[Exercise]
Turn the stretch of the listing below, from the line containing "the wet concrete" through the line containing "point(157, 151)", into a numbered list with blank lines left out.

[Available records]
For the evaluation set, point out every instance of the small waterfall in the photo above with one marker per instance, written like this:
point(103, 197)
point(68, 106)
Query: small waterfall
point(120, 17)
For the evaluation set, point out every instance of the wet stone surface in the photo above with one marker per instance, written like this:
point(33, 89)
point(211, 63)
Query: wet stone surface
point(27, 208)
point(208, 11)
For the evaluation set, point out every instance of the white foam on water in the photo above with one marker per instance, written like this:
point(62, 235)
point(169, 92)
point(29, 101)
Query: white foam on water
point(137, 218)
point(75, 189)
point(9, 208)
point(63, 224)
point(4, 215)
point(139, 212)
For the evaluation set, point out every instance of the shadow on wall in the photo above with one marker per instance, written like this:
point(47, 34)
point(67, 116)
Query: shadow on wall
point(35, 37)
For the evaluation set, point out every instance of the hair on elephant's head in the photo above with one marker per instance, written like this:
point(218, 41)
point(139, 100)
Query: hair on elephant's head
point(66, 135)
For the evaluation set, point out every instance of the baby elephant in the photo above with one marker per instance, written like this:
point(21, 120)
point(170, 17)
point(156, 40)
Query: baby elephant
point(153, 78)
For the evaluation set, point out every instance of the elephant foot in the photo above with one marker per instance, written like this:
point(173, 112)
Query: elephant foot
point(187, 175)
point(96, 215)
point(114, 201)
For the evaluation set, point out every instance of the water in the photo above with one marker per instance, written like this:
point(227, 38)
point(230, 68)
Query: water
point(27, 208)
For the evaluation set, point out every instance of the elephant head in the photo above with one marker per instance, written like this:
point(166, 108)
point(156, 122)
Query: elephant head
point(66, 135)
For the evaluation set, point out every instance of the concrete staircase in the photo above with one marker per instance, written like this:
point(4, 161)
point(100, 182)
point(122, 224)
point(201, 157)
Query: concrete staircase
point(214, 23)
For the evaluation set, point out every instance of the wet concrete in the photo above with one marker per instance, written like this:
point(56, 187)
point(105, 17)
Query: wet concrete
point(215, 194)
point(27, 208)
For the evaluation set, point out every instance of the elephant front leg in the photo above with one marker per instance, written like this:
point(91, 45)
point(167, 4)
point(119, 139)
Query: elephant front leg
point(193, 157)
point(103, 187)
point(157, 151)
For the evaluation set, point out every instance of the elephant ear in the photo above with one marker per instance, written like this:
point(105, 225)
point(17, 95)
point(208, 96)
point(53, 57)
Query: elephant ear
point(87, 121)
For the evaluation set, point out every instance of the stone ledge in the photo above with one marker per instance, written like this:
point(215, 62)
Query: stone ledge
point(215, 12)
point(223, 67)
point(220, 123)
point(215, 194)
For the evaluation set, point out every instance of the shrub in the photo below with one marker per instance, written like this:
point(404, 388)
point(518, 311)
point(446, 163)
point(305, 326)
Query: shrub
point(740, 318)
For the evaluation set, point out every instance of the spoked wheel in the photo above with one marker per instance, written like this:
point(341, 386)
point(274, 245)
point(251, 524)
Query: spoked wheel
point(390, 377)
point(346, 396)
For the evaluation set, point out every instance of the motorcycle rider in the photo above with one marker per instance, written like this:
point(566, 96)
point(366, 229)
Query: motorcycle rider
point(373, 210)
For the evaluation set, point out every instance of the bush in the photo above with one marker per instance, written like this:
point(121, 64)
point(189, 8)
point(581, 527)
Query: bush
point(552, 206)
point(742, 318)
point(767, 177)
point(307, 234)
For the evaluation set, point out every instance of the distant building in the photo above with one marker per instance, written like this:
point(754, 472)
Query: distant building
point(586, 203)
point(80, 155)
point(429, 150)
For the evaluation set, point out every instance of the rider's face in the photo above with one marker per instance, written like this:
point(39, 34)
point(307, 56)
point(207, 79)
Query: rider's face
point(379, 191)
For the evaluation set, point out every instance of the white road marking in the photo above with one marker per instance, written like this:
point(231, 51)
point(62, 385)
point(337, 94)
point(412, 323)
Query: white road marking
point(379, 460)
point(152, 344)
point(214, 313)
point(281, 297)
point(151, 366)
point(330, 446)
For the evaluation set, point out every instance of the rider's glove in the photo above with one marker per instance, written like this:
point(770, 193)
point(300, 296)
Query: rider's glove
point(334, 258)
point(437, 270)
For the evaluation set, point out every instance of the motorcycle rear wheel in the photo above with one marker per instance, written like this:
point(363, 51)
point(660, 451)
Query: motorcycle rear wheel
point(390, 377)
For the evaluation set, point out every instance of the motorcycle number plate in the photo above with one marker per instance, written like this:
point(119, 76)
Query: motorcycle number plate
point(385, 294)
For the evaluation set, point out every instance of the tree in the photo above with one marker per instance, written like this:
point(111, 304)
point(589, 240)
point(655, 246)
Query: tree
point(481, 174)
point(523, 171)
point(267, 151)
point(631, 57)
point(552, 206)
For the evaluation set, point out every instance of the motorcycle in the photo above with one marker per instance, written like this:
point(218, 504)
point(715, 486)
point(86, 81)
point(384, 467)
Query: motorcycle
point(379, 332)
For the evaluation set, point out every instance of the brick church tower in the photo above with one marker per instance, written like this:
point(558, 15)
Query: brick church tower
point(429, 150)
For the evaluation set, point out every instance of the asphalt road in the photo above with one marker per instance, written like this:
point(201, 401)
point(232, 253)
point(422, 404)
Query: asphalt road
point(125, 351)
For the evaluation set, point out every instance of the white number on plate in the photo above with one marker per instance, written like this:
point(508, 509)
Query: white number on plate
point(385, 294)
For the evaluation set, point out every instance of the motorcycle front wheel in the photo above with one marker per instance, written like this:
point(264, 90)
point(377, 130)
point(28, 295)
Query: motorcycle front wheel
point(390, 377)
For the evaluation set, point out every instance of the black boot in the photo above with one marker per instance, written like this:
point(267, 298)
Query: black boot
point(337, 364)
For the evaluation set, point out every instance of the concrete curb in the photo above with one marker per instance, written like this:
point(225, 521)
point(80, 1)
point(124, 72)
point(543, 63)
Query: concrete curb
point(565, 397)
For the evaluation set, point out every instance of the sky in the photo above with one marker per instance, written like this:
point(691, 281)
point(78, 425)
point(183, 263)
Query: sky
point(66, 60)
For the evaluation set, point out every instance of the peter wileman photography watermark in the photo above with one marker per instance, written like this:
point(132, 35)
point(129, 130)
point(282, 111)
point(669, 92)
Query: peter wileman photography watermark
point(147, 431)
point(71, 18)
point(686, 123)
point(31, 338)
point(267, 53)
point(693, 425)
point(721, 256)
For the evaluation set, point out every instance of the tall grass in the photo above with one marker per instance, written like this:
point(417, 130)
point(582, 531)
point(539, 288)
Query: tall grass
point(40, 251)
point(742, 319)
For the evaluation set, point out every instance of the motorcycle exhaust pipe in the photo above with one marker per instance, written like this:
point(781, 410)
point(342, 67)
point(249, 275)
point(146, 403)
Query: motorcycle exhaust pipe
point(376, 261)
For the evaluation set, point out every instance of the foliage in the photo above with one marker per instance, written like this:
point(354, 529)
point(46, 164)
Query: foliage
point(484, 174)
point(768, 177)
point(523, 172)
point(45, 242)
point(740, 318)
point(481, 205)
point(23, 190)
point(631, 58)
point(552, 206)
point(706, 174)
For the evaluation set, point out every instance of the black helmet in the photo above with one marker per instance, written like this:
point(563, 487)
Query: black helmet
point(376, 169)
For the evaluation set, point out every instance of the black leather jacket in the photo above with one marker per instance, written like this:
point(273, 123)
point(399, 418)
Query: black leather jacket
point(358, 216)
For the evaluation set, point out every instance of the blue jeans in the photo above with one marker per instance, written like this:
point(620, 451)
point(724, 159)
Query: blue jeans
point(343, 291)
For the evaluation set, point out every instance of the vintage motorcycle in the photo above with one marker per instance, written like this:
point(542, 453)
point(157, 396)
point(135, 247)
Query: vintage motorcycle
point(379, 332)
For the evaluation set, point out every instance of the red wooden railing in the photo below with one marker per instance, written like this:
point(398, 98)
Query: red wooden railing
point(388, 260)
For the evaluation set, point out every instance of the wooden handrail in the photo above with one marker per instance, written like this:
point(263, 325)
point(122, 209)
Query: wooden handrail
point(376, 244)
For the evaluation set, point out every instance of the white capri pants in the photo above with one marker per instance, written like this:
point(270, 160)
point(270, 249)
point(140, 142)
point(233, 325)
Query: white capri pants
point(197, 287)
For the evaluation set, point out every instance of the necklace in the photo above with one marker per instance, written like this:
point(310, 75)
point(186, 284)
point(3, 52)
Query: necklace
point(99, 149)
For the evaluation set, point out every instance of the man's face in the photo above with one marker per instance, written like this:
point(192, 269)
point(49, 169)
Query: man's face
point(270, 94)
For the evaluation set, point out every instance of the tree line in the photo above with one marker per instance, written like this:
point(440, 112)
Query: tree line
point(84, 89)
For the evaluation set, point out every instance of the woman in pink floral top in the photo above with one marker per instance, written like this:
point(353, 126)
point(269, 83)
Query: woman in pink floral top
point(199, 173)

[Result]
1. For the evaluation set, point out every instance of the wet concrete in the photo above with one marker per instance, written like this:
2. point(56, 187)
3. point(105, 17)
4. Query: wet concrete
5. point(215, 194)
6. point(27, 208)
7. For the evaluation set, point out every instance of the elephant front leg in the photo above with one marker per instance, written like this:
8. point(91, 45)
9. point(167, 4)
10. point(119, 139)
11. Query: elephant front leg
12. point(193, 157)
13. point(103, 187)
14. point(157, 151)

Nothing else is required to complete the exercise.